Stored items
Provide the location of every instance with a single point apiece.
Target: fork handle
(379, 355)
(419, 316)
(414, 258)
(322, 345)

* _WHAT TO DO_
Convert the data above into a Markdown table with the columns Row and Line. Give each non-blank line its own row.

* _RESULT OF THE TASK_
| Row | Line |
|---|---|
| 1 | Provide the location of every instance with a single point apiece. |
| 2 | Target: fork handle |
| 3 | (379, 355) |
| 4 | (419, 316) |
| 5 | (414, 258) |
| 6 | (322, 345) |